READING TEXT:
■ ■ ■ ■ ■
Management fees. These are part of the fees we pay to Eurobulk under our Master Management Agreement. During the first six months of 2013, Eurobulk charged us 685 Euros per day per vessel totalling $2.47 million for the period, or $912.1 per day per vessel. In the same period of 2012, management fees amounted to $2.54 million, or $905.0 per day per vessel based on the daily rate per vessel of 685 Euros.  The decline in the total management fess during the first six months of 2013 as compared to the same period of 2012 is due to the lower average number of vessels we operated during the period despite the higher USD/Euro exchange rate during the first six months of 2013.
 
Other general and administrative expenses. These are expenses we pay as part of our operation as a public company and include the fixed portion of our management agreement fees, legal and auditing fees, directors' and officers' liability insurance and other miscellaneous corporate expenses. In the first six months of 2013, we had a total of $1.75 million of general and administrative expenses as compared to $1.86 million in same period of 2012. The 2013 figure includes $0.01 million increase in costs for management services provided by Eurobulk management for the Company's needs as a public company.
 
Dry-docking expenses. These are expenses we pay for our vessels to complete a dry-docking as part of an intermediate or special survey. In the first half of 2013, we had five vessels completing their dry-docking for an expense of $2.88 million. During the first half of 2012, we had two vessels completing their dry-docking, for which we incurred $0.44 million of expenses.
 
Vessel depreciation. Vessel depreciation for the six month period ended June 30, 2013 was $8.5 million. Comparatively, vessel depreciation for the same period in 2012 amounted to $8.82 million. Vessel depreciation in the first six months of 2013 was lower compared to the same period of 2012 mainly due to the sale of M/V Jonathan P, during the first quarter of 2012; the sale of M/V Anking took place late in June 2013 reduced the depreciation for the period only marginally.
 
Net loss on sale of vessel. During the first six months of 2013, we sold M/V Anking incurring a loss on the sale of $3.19 million. During the first six months of 2012, we sold M/V Jonathan P incurring a loss on the sale of $8.57 million.
 
Interest and other financing costs. Interest and other financing costs for the six month period ended June 30, 2013 were $0.97 million. Comparatively, during the same period in 2012, interest and finance costs amounted to $1.02 million. The difference is primarily due to the lower amount of debt outstanding, on average, in the first half of 2013 as compared to the same period in 2012. The average LIBOR rate on our debt as of June 30, 2013 was 0.28% and the average margin over LIBOR was 2.81% for a total interest rate of 3.11% as compared to an average LIBOR rate on June 30, 2012 of 0.34% and an average margin over LIBOR of 2.17% for a total interest rate of 2.50%.
 
Interest income. Interest income for the six month period ended June 30, 2013 was $0.24 million compared to $0.16 million for the same period of 2012. The difference is primarily due to the higher average interest rates applied during the first half of 2013 as compared to the first half of 2012.
■ ■ ■ ■ ■
DATA:
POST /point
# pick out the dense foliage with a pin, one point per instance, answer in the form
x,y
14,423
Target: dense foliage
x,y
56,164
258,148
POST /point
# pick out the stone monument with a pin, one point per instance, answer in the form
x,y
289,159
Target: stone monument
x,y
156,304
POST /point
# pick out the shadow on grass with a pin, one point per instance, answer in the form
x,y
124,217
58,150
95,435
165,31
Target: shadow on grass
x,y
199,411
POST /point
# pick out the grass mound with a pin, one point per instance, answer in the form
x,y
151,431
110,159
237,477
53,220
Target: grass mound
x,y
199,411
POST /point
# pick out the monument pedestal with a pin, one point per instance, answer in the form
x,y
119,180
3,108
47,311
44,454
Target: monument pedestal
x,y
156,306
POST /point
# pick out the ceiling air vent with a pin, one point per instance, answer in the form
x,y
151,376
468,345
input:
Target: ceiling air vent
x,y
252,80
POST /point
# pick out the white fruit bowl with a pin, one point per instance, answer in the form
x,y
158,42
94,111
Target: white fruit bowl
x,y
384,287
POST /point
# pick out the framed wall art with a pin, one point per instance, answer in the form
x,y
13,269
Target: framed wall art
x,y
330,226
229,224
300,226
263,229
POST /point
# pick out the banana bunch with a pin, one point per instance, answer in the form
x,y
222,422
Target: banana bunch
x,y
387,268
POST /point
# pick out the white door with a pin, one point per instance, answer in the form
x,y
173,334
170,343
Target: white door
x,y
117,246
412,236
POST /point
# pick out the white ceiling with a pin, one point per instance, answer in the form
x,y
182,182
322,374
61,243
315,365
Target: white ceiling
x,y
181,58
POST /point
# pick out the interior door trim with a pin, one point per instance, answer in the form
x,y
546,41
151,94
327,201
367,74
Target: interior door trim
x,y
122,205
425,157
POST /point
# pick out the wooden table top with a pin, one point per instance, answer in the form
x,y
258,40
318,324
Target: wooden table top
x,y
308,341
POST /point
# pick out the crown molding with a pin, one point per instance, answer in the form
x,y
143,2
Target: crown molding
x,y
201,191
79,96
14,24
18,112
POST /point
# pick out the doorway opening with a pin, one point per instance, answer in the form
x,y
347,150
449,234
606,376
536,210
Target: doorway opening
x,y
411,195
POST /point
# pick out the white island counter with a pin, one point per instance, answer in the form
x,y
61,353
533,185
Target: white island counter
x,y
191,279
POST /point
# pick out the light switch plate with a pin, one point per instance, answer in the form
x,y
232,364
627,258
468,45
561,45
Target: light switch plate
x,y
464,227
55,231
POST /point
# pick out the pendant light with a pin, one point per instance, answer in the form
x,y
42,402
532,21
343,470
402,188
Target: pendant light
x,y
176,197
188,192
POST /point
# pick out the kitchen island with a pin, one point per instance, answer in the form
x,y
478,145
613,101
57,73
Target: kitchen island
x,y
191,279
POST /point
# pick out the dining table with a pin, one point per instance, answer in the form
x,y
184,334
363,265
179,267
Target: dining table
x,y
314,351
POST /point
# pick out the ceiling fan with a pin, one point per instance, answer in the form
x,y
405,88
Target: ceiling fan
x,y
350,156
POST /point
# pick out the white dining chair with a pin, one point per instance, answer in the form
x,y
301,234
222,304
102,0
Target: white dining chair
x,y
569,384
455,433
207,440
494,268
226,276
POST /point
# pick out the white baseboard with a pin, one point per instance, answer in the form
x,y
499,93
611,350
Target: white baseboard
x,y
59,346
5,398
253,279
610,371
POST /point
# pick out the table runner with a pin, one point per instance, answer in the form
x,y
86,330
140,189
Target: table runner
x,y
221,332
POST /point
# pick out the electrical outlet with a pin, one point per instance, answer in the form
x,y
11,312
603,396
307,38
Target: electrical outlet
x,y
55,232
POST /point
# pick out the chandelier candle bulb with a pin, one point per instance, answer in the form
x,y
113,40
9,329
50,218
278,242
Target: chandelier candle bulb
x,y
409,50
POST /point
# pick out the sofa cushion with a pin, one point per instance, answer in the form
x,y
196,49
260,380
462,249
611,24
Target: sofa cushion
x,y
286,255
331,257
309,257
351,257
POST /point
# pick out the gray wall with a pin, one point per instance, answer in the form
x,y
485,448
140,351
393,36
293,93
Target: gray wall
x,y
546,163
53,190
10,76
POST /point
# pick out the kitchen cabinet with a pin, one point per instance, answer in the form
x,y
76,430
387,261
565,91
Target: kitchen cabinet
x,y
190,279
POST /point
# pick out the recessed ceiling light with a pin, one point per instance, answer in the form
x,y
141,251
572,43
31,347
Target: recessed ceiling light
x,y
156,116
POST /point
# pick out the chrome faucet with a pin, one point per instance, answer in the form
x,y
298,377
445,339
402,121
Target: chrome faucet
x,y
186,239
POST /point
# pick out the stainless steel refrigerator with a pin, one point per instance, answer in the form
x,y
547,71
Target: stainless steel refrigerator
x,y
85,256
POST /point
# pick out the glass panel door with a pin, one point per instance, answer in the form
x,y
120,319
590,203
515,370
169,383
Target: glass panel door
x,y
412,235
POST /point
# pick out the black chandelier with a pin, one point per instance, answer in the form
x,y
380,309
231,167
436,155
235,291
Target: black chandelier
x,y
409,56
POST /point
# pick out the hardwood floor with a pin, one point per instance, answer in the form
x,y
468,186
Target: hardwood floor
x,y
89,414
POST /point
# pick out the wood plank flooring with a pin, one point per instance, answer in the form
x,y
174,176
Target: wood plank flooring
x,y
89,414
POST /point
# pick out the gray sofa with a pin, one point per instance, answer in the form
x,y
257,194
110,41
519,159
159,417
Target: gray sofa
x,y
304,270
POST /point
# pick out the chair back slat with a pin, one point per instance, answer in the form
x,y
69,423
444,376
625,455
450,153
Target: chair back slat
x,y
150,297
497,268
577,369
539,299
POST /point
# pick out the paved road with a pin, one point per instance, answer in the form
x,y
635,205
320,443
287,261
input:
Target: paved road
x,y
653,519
■ ■ ■ ■ ■
INSTRUCTION 1:
Using the text on expenses, explain in one to three sentences why interest and other financing costs were lower in the first half of 2013 than in the same period of 2012.
INSTRUCTION 2:
Show every line of the listing that contains the string "grass". Case counts.

CORRECT RESULT 1:
Interest and other financing costs fell from $1.02 million to $0.97 million mainly because the company carried a lower amount of debt outstanding, on average, in the first half of 2013 than in the first half of 2012.

CORRECT RESULT 2:
# pick out the shadow on grass with a pin, one point per instance, answer in the form
Target: shadow on grass
# pick out the grass mound with a pin, one point per instance, answer in the form
Target: grass mound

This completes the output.